## Work item
Keep the pictures out of the copy and print all the entries below exactly.

## The input
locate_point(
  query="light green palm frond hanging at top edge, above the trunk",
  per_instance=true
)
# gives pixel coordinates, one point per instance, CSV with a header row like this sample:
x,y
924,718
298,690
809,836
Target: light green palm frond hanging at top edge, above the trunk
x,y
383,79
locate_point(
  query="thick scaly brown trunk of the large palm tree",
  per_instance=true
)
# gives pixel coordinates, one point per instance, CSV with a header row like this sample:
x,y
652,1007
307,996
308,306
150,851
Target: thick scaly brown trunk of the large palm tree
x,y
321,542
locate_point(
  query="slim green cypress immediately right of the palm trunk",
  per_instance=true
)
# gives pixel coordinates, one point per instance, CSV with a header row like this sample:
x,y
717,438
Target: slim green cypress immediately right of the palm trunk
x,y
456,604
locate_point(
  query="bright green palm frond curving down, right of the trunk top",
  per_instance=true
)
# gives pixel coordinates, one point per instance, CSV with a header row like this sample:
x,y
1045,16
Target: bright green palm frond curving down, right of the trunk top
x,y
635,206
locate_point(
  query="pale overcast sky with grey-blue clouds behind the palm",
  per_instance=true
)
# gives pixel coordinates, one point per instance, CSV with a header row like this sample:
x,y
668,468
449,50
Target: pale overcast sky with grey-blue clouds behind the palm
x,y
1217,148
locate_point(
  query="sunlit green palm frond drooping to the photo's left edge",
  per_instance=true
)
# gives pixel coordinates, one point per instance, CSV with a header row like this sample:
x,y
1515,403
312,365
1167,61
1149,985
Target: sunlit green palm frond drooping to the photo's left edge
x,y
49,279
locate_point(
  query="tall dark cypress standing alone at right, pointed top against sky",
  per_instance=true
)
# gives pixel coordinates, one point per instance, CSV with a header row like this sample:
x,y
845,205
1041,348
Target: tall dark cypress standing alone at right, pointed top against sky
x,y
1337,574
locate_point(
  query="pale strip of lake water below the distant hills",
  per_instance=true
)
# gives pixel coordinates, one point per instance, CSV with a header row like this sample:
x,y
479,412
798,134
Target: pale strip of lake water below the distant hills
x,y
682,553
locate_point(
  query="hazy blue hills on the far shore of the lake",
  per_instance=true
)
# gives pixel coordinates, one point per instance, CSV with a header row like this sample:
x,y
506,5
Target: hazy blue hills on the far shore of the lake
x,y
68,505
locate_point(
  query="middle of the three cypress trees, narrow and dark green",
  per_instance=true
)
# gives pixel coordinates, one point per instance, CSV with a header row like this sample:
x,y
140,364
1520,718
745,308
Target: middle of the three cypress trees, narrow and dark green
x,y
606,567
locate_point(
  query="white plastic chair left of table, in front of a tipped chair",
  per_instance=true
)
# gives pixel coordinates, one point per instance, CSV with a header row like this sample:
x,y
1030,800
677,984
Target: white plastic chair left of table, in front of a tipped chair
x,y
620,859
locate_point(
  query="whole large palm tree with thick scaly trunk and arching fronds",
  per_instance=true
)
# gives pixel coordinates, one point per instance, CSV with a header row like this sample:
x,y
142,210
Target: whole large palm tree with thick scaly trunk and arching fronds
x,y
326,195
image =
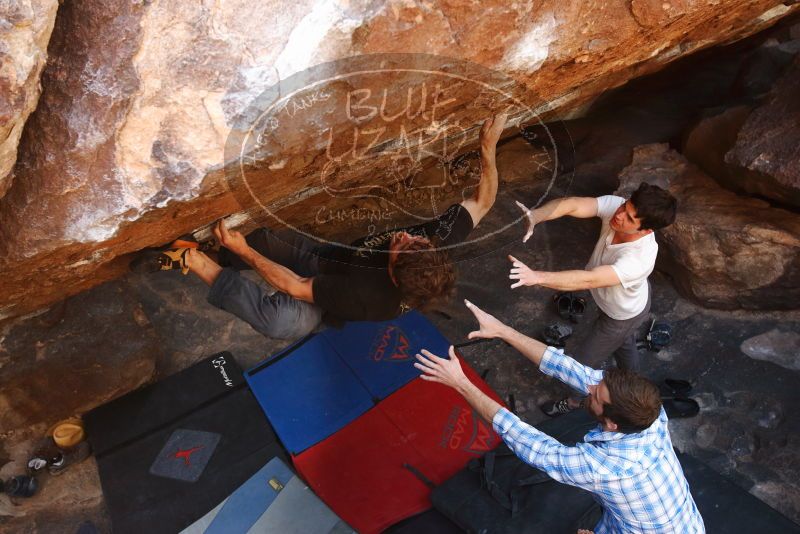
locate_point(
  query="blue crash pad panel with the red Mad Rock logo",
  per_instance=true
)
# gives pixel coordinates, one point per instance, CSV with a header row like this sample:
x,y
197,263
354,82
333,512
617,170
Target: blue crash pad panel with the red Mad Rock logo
x,y
382,354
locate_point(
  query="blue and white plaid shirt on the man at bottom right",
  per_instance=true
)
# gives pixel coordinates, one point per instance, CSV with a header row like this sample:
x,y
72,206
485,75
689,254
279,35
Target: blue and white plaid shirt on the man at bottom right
x,y
636,478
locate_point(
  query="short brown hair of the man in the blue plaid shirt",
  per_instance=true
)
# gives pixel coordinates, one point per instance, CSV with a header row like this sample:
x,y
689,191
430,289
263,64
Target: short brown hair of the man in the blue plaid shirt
x,y
635,401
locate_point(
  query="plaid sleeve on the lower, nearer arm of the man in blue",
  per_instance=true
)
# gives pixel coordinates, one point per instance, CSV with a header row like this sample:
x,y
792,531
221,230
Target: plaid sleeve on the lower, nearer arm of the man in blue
x,y
564,464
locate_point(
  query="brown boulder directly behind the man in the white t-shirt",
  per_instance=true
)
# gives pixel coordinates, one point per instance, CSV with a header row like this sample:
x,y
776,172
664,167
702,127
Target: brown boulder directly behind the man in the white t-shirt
x,y
724,250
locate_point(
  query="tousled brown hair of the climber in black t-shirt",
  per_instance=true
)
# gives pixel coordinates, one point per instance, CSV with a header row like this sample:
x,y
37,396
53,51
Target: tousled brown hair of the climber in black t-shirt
x,y
424,274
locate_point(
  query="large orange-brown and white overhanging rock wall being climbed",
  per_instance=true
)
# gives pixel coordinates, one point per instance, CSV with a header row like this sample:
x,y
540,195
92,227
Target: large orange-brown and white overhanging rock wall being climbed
x,y
128,146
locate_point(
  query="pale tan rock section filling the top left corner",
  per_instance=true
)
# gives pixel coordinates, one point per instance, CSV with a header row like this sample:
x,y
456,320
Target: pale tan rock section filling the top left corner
x,y
25,28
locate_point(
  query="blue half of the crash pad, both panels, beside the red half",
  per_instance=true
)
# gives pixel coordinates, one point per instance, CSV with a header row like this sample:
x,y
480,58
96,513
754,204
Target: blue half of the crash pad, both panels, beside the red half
x,y
322,383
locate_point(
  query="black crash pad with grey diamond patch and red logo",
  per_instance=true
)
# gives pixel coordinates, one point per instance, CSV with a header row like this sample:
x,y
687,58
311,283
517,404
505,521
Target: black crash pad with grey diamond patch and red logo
x,y
191,440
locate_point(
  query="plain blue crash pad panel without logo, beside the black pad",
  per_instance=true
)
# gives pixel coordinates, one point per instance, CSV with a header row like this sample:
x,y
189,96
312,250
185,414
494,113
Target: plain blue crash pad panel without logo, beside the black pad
x,y
308,393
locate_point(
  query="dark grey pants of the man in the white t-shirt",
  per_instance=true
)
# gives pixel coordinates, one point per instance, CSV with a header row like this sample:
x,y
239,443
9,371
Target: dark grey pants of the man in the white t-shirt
x,y
611,336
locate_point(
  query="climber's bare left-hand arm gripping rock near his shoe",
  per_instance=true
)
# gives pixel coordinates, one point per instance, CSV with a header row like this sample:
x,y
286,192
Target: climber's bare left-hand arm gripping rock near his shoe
x,y
277,275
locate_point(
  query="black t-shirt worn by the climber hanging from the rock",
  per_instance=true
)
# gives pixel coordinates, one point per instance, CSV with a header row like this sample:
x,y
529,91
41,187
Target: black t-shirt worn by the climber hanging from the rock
x,y
354,283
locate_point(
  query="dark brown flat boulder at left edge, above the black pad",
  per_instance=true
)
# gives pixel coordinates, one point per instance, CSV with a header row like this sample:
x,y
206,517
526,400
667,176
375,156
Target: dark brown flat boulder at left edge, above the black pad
x,y
85,351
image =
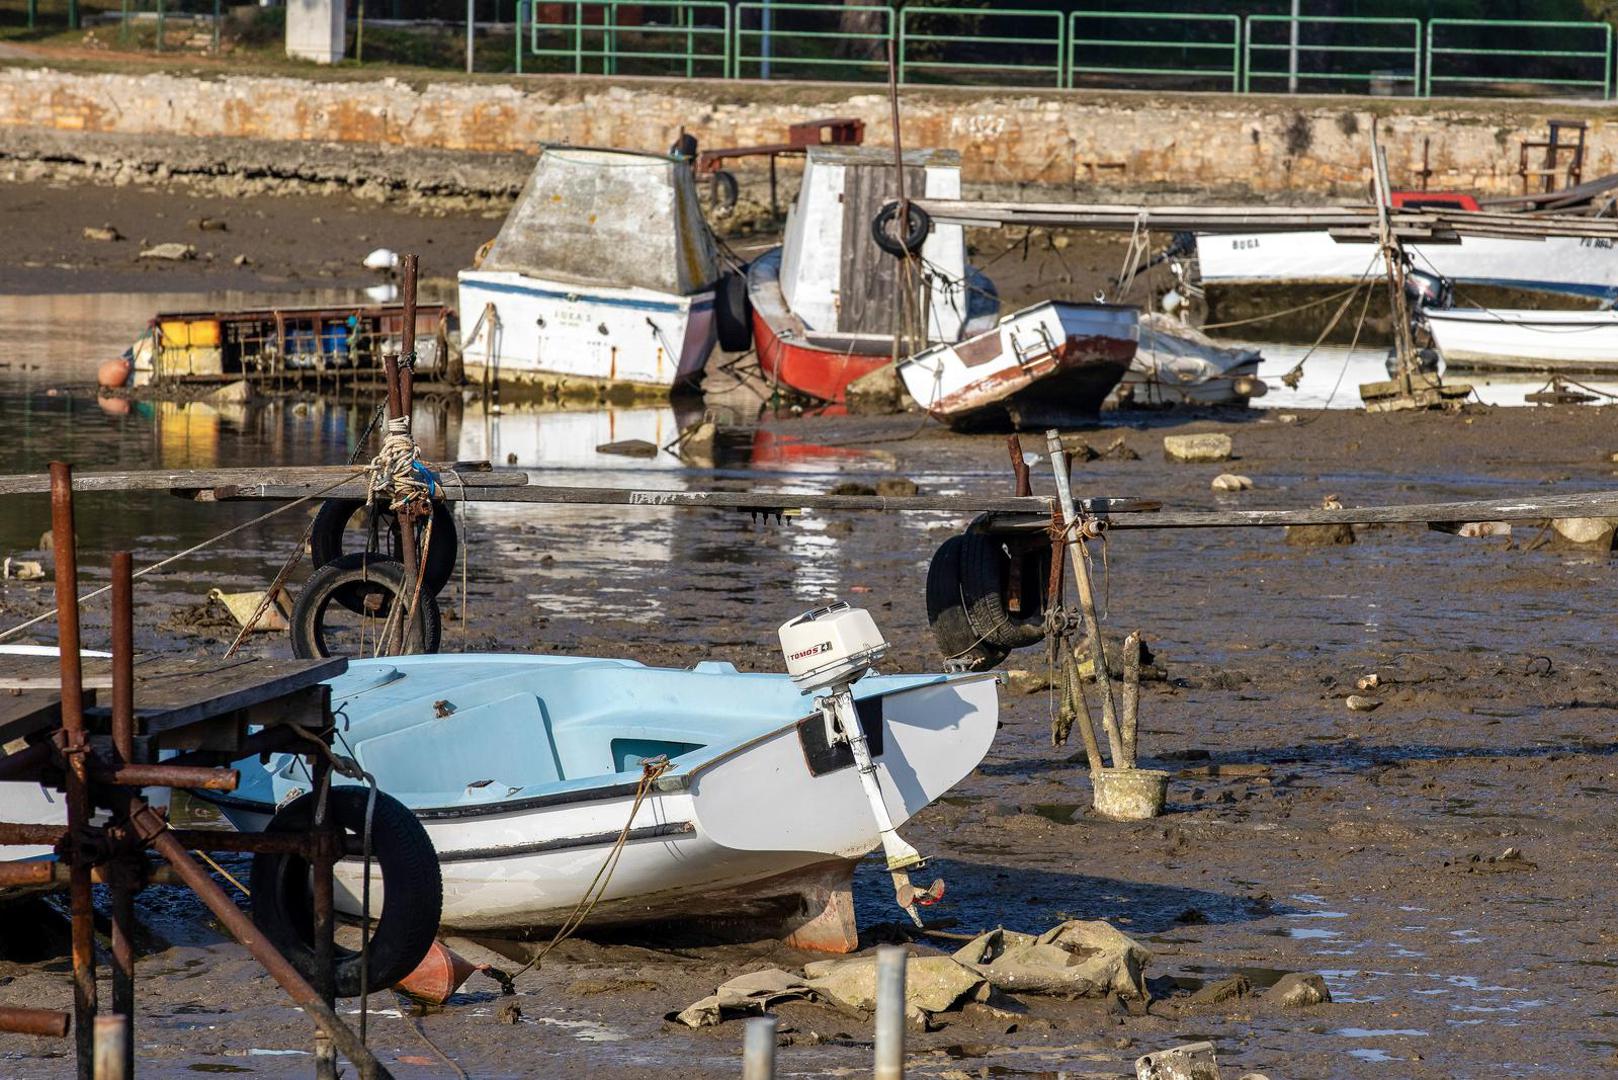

## Reply to the exercise
locate_point(
  query="light green palm frond hanging at top edge, above the trunk",
  per_instance=true
)
# gives pixel coordinates, one point per instance, CSV with a header row like this sample:
x,y
924,718
298,690
809,836
Target: light green palm frond hanging at top edge, above the trunk
x,y
383,79
locate_point(
  query="thick scaly brown trunk of the large palm tree",
  per_instance=true
)
# gives pixel coordinates, one point per instance, CSV with a header row like this sample:
x,y
652,1007
307,996
308,306
150,851
Target: thick scaly brown trunk of the large palm tree
x,y
321,542
locate_point(
  query="slim green cypress immediately right of the palm trunk",
  per_instance=true
)
# gives pixel coordinates, one point per instance, CSV with a header row like this sample:
x,y
717,438
Target: slim green cypress immediately right of the palm trunk
x,y
456,604
locate_point(
  query="bright green palm frond curving down, right of the trunk top",
  per_instance=true
)
# gives pixel coordinates, one point per instance, CSV with a header row like this sample:
x,y
1045,16
Target: bright green palm frond curving down, right of the trunk top
x,y
635,206
locate_point(
  query="pale overcast sky with grey-blue clouds behind the palm",
  per_instance=true
)
# gives pixel coordinates, one point per instance, CSV with a header row like this sample:
x,y
668,468
449,50
Target: pale overcast sky with grey-blue clouds behind the palm
x,y
1217,148
locate_point(
  query="sunlit green palm frond drooping to the photo's left edge",
  per_instance=true
)
# gives pixel coordinates, one point per instance, CSV with a header row like this sample:
x,y
1515,403
312,365
1167,61
1149,985
Target: sunlit green palm frond drooping to the photo's left edge
x,y
49,279
locate_point(
  query="tall dark cypress standing alone at right, pointed top against sky",
  per_instance=true
)
# gives pixel coordinates, one point per instance, CSV with a header row like this sample:
x,y
845,205
1041,348
Target: tall dark cypress standing alone at right, pointed top against sky
x,y
1337,574
locate_point(
  query="pale strip of lake water below the distant hills",
  per_instance=true
)
# gives pixel coordinates, one point per instance, CSV with a header row like this sample:
x,y
479,412
798,134
Target: pale strip of lake water below the distant hills
x,y
682,553
locate_point(
  query="hazy blue hills on the far shore of the lake",
  per_instance=true
)
# gives pixel coordinates, one point per instance, CSV with a header row like this sample:
x,y
506,5
Target: hazy blue hills on the far shore of the lake
x,y
68,505
locate_point(
  query="middle of the three cypress trees, narrow and dark green",
  per_instance=true
)
# gives pixel coordinates, one point per instance, CSV with a header row like this sample:
x,y
140,364
1520,718
745,308
Target: middle of the three cypress trees, narrow and dark green
x,y
606,567
locate_point(
  query="white plastic chair left of table, in front of a tipped chair",
  per_instance=true
)
# gives pixel coordinates, one point per instance, CSV with a header row like this sample:
x,y
1030,800
677,984
Target: white plastic chair left of table, in front of a tipped chair
x,y
620,859
locate_point(
  query="whole large palm tree with thick scaly trunk and arching fronds",
  per_instance=true
)
# gives pixel coordinates, one point per instance, CSV with a header row like this sample:
x,y
142,210
Target: whole large palm tree with thick scaly trunk and arching fronds
x,y
326,195
image =
locate_point(
  query="blue crash pad panel with the red Mad Rock logo",
  per_instance=true
)
# gives pixel coordinates, one point per instance, CSV with a header row like this sample:
x,y
197,263
354,82
333,512
617,170
Target: blue crash pad panel with the red Mad Rock logo
x,y
382,354
locate_point(
  query="blue and white plaid shirt on the man at bottom right",
  per_instance=true
)
# gives pixel coordinates, one point per instance, CSV with a header row like this sample:
x,y
72,206
485,75
689,254
279,35
Target: blue and white plaid shirt on the man at bottom right
x,y
636,478
locate_point(
  query="short brown hair of the man in the blue plaid shirt",
  per_instance=true
)
# gives pixel coordinates, one point per instance, CSV with a header row like this sample:
x,y
689,191
430,289
263,64
Target: short brown hair of the man in the blue plaid shirt
x,y
635,401
locate_point(
  query="plaid sleeve on the lower, nearer arm of the man in blue",
  per_instance=true
)
# gives pixel coordinates, one point per instance, CSV with a header row like this sample:
x,y
792,531
221,230
Target: plaid sleeve on the lower, nearer arm of the man in blue
x,y
564,464
locate_point(
  query="brown boulder directly behind the man in the white t-shirt",
  per_instance=true
)
# gives pixel coordinates, one point per instance, CSV with a header row like this sample:
x,y
776,172
664,167
702,127
Target: brown boulder directly behind the man in the white t-shirt
x,y
724,250
locate_point(
  query="tousled brown hair of the climber in black t-shirt",
  per_instance=true
)
# gives pixel coordinates, one point per instance, CSV with a header row like this sample:
x,y
37,396
53,51
Target: tousled brown hair of the climber in black t-shirt
x,y
424,274
locate_point(
  query="large orange-brown and white overhanging rock wall being climbed",
  per_instance=true
)
# gives pixel coordinates, one point per instance, CSV with a header row like this sample:
x,y
540,195
92,227
Target: large orange-brown and white overhanging rock wall being climbed
x,y
128,146
locate_point(
  query="pale tan rock section filling the top left corner",
  per_instance=true
)
# gives pixel coordinates, one point per instance, CSV with a header row like this sample:
x,y
456,320
Target: pale tan rock section filling the top left corner
x,y
25,28
locate_point(
  query="blue half of the crash pad, both panels, beside the red half",
  per_instance=true
)
# gives pixel coordinates, one point per instance, CSV with a header row like this sample:
x,y
480,58
96,513
754,204
Target: blue half of the crash pad, both panels, beside the red half
x,y
322,383
locate_point(
  query="black crash pad with grey diamond patch and red logo",
  per_instance=true
)
# gives pixel coordinates, one point per instance, CSV with a header row like this sample:
x,y
687,58
311,283
517,404
505,521
Target: black crash pad with grey diamond patch and red logo
x,y
191,440
locate_point(
  query="plain blue crash pad panel without logo, beside the black pad",
  per_instance=true
)
# gives pixel coordinates, one point per instance, CSV with a header row like this sample:
x,y
189,96
312,250
185,414
494,113
Target: plain blue crash pad panel without logo, beside the black pad
x,y
308,393
locate_point(
  query="dark grey pants of the man in the white t-shirt",
  per_instance=true
)
# gives pixel coordinates, one point per instance, CSV with a header row like this sample:
x,y
239,443
9,371
Target: dark grey pants of the man in the white t-shirt
x,y
611,336
locate_point(
  query="climber's bare left-hand arm gripping rock near his shoe",
  per_instance=true
)
# gives pixel coordinates, one point per instance, CSV with a header row like this sample:
x,y
286,192
Target: climber's bare left-hand arm gripping rock near his shoe
x,y
277,275
locate_point(
  query="black t-shirt worn by the climber hanging from the rock",
  per_instance=true
)
# gives pixel coordinates, one point per instance, CSV with a header row like this sample:
x,y
529,91
41,187
Target: black t-shirt worn by the climber hanging from the rock
x,y
354,283
locate_point(
  query="dark brown flat boulder at left edge, above the black pad",
  per_instance=true
)
# gives pixel coordinates, one point per instance, CSV with a header row like this sample:
x,y
206,517
526,400
667,176
375,156
Target: dark brown flat boulder at left edge, above the black pad
x,y
85,351
image =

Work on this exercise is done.